#### [DIRECTION]
Reproduce the records below word for word, beginning with the line that contains "target | forest floor" and continuing through the last line of the records.

#### [Entries from a pointing dataset]

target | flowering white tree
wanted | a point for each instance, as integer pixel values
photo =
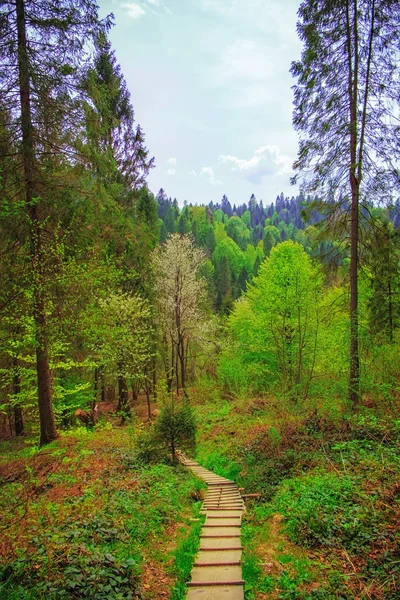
(181, 297)
(126, 341)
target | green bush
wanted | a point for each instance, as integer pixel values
(176, 426)
(325, 510)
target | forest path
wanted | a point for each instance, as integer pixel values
(217, 571)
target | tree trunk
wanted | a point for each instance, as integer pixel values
(390, 309)
(354, 376)
(96, 386)
(18, 420)
(123, 396)
(154, 380)
(103, 386)
(354, 381)
(147, 391)
(47, 424)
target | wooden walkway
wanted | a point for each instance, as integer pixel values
(217, 571)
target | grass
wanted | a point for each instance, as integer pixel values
(82, 518)
(327, 522)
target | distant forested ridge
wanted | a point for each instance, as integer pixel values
(237, 238)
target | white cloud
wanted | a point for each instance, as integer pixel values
(266, 160)
(208, 173)
(245, 60)
(135, 11)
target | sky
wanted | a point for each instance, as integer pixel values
(211, 88)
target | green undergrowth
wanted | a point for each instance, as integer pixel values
(326, 523)
(184, 559)
(84, 518)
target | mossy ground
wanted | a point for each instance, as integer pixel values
(326, 523)
(82, 519)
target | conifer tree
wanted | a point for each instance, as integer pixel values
(346, 112)
(43, 47)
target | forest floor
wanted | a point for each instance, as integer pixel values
(84, 516)
(326, 521)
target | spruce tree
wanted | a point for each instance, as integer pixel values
(346, 109)
(43, 48)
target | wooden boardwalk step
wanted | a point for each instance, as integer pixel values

#### [ANSWER TO THIS TASK]
target | forest floor
wanted | a point for each instance, as integer pixel values
(84, 516)
(326, 521)
target | spruce tree
wanted | a point for each instance, as integer pixel values
(346, 109)
(43, 48)
target | wooden boardwalk step
wanted | a point for each instance, as integer pixel values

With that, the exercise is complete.